### Extract
However, things have gotten a lot more exciting over the last five weeks for Aleafia Health. Just over a month ago, Aleafia Health completed a transformative all-stock acquisition of Emblem, which has a similar medical clinic and vertically integrated production and processing model. The combination of the two companies increased their total medical clinic presence to 40, as well as upped the number of patients treated to date to approximately 60,000.
Furthermore, it combines Aleafia Health's 98,000 kilos in peak production capacity when operating fully with the 40,000 kilos that Emblem can bring to the table. At 138,000 kilos of peak annual output, Aleafia Health, despite only being secondarily focused on its growing operations, could be Canada's seventh-largest grower, ahead of the aforementioned Cronos Group.
Then, earlier this week, Aleafia Health announced that it would be adding 50,000 kilograms of extraction capacity at its Paris, Ontario, processing facility. The company's press release notes that it's secured a partial occupancy permit from the local government, but would need to submit a license amendment application to Health Canada, as well as receive a final municipal occupancy permit prior to operations commencing. The expectation is that this added extraction capacity will aid Aleafia in diversifying its product line to include high-margin cannabinoid-based products.
So, just to recap, Aleafia Health promises 138,000 kilos of controlled production, 50,000 kilos of now-added extraction capacity, and has wholesale purchase agreements in place for acquiring 175,000 kilos from Aphria over five years, and 9,000 kilos from Tilray over three years. Its market cap for all of this? Less than $320 million! That's why Aleafia is the best bang for your buck.
There's no such thing as a risk-free or surefire investment
But Aleafia Health is no surefire winner. Here's a rundown of some of the risks investors have to be aware of.

### Given material
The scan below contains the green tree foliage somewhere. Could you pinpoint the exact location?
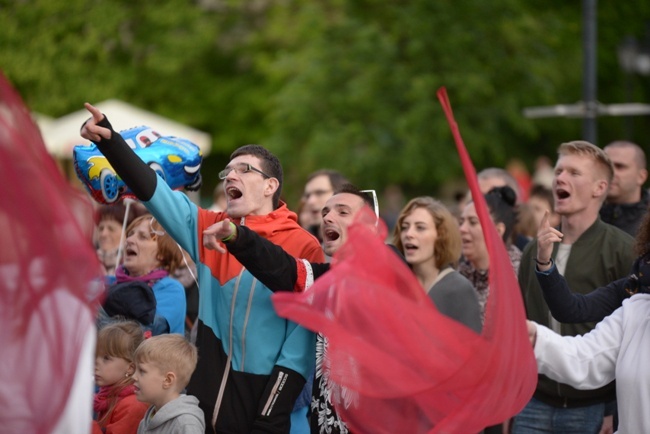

### What to do
Please answer from the Aleafia Health text: where will the 50,000 kilograms of extraction capacity be added?

### Written reply
At Aleafia Health's processing facility in Paris, Ontario.